## [The exercise]
How many rows below contain the string "green", matching case exactly? Reply with the number alone.

....................

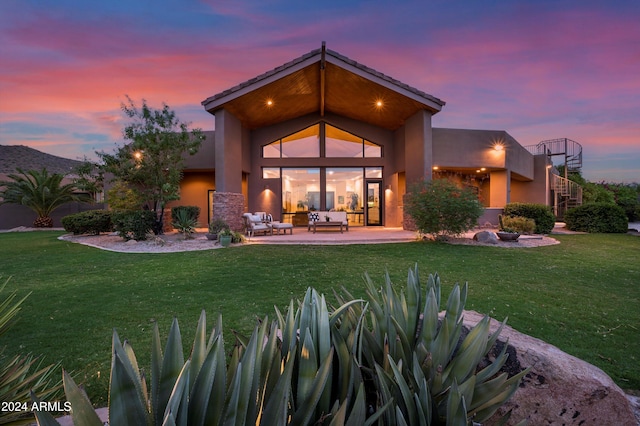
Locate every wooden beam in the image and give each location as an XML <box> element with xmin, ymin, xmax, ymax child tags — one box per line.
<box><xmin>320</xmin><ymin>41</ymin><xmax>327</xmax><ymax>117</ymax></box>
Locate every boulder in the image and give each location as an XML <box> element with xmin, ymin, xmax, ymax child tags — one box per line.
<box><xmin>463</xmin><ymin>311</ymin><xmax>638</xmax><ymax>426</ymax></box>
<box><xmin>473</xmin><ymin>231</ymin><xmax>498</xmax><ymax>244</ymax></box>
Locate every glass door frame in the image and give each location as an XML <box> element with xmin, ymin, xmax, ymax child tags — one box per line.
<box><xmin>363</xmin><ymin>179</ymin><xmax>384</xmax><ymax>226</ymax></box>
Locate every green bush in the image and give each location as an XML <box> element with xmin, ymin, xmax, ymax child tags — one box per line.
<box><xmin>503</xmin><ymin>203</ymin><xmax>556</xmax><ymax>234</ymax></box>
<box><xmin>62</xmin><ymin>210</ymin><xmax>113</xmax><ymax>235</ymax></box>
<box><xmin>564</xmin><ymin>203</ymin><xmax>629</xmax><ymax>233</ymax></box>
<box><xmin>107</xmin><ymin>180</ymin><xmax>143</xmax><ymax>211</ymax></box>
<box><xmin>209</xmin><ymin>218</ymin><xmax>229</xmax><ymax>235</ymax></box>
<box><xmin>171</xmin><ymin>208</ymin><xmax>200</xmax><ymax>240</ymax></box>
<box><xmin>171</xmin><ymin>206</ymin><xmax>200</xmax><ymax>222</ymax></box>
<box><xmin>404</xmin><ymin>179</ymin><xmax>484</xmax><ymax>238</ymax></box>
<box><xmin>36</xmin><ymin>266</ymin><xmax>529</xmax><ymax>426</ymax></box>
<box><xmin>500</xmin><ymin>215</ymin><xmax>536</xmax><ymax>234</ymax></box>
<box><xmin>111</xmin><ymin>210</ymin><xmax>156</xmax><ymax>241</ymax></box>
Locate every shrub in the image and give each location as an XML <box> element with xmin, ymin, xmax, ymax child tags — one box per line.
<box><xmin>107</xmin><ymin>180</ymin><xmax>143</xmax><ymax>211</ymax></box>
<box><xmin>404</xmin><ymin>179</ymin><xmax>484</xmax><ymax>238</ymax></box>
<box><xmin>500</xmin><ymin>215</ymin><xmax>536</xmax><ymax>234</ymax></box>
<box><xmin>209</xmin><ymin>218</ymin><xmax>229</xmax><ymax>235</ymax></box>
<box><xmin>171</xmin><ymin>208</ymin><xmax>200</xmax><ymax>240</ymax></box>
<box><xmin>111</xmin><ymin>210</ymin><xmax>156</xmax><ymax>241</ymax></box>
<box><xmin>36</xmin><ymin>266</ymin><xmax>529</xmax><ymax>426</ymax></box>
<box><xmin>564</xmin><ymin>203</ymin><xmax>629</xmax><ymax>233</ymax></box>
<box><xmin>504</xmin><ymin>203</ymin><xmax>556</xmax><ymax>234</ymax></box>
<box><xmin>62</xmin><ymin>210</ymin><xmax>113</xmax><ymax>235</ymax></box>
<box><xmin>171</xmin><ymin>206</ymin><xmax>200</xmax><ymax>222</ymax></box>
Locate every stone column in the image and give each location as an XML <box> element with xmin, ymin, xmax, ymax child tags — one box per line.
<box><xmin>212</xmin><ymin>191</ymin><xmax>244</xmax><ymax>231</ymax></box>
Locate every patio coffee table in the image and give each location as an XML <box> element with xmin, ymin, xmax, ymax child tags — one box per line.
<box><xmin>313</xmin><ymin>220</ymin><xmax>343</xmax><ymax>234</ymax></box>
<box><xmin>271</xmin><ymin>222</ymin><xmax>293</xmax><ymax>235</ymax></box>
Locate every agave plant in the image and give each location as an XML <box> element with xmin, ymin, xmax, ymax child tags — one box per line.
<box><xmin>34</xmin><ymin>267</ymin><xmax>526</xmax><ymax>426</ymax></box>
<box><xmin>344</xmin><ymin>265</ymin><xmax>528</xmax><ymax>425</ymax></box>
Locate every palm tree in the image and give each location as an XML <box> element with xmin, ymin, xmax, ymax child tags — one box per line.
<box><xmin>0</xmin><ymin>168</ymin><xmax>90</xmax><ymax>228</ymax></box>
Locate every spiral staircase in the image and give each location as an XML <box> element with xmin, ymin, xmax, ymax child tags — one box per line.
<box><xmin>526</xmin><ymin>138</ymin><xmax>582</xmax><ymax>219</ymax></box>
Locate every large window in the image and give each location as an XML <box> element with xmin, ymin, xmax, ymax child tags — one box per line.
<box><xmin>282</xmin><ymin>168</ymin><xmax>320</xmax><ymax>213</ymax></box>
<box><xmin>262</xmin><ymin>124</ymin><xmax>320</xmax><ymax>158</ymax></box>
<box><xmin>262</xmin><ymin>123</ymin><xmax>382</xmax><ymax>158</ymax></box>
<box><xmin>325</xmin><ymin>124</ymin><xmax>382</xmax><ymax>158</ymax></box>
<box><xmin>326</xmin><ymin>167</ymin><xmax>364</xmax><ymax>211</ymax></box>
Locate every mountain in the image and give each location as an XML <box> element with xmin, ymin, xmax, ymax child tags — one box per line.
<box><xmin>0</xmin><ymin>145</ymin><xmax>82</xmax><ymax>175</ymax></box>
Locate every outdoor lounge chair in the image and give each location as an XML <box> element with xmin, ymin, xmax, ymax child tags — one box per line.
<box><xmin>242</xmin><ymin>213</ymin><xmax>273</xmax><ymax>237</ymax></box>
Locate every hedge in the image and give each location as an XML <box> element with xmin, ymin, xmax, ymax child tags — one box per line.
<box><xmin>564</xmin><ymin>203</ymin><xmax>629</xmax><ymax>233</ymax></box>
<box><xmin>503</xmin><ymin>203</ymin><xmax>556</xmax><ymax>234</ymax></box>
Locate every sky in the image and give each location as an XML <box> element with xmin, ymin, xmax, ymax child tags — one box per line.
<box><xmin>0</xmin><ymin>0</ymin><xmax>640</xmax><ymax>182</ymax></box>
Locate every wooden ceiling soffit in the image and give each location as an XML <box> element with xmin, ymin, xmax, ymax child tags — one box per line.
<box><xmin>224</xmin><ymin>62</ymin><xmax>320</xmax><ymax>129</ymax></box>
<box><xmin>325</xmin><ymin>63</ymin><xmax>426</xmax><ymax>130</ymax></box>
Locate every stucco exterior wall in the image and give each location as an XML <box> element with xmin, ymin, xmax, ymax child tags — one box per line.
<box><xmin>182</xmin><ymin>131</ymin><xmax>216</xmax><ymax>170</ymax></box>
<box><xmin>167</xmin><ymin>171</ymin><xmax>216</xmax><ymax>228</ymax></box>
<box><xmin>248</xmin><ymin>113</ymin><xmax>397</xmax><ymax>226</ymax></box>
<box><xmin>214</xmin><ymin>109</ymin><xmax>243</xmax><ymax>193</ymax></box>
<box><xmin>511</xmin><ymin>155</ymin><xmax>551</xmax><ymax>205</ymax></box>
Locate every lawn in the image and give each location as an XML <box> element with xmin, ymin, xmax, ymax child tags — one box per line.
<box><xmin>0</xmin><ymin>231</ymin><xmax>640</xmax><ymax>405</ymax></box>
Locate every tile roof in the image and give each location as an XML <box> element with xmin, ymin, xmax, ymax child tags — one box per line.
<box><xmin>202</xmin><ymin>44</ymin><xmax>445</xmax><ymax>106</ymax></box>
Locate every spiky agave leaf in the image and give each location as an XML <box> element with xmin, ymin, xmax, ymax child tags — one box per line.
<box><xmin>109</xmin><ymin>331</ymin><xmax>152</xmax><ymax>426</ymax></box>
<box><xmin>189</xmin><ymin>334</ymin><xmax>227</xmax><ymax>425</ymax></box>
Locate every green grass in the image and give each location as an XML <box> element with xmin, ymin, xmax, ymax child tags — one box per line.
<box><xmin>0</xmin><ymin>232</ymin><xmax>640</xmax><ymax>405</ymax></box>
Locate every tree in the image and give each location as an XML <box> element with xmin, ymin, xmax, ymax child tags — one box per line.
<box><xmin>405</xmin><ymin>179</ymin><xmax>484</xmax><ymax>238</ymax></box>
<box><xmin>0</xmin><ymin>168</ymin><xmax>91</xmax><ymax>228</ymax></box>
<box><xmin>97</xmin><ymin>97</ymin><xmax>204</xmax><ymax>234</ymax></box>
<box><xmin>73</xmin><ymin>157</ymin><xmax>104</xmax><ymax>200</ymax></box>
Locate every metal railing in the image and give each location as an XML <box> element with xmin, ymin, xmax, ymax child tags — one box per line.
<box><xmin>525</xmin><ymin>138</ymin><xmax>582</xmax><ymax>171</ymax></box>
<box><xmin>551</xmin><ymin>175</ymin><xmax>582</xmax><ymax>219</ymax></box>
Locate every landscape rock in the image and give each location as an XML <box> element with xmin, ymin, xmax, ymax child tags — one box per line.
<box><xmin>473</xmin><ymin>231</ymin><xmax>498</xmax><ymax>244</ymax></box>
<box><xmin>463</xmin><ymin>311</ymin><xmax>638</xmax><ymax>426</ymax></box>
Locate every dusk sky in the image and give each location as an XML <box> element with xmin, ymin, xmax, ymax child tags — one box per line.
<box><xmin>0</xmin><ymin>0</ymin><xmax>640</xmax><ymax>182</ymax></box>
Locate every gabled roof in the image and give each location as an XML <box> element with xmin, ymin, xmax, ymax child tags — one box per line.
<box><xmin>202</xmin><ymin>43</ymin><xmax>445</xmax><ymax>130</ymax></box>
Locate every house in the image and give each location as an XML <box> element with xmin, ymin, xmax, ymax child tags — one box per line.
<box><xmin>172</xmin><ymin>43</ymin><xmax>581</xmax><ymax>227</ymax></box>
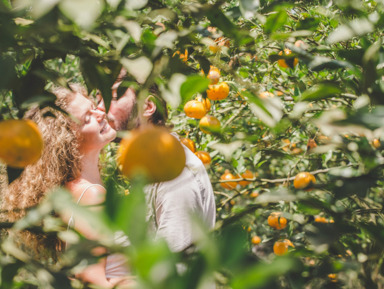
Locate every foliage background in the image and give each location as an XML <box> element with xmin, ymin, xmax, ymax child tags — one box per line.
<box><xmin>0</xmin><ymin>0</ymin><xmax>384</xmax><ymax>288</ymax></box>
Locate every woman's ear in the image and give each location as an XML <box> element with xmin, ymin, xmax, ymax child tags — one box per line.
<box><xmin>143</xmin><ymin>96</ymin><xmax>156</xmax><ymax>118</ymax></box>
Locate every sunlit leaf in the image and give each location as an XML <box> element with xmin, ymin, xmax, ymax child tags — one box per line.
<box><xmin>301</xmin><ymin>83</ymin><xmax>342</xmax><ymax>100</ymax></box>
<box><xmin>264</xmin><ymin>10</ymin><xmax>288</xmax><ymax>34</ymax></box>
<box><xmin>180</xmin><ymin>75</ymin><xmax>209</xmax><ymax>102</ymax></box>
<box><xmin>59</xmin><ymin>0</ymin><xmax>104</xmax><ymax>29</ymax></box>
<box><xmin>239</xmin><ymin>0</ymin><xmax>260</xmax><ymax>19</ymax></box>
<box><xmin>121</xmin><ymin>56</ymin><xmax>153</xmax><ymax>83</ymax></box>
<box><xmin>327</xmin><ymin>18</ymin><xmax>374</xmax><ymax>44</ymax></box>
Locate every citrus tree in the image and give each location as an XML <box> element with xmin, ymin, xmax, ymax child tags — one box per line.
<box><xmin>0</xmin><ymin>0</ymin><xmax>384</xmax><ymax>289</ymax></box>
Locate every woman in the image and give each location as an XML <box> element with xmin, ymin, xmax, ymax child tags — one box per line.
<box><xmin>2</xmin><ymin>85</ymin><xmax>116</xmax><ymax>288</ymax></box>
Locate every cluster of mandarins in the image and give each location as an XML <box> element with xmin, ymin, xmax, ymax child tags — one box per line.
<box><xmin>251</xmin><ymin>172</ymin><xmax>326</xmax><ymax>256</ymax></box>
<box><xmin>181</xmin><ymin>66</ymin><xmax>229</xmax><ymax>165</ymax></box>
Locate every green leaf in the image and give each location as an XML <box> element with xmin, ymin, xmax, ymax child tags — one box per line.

....................

## [Written reply]
3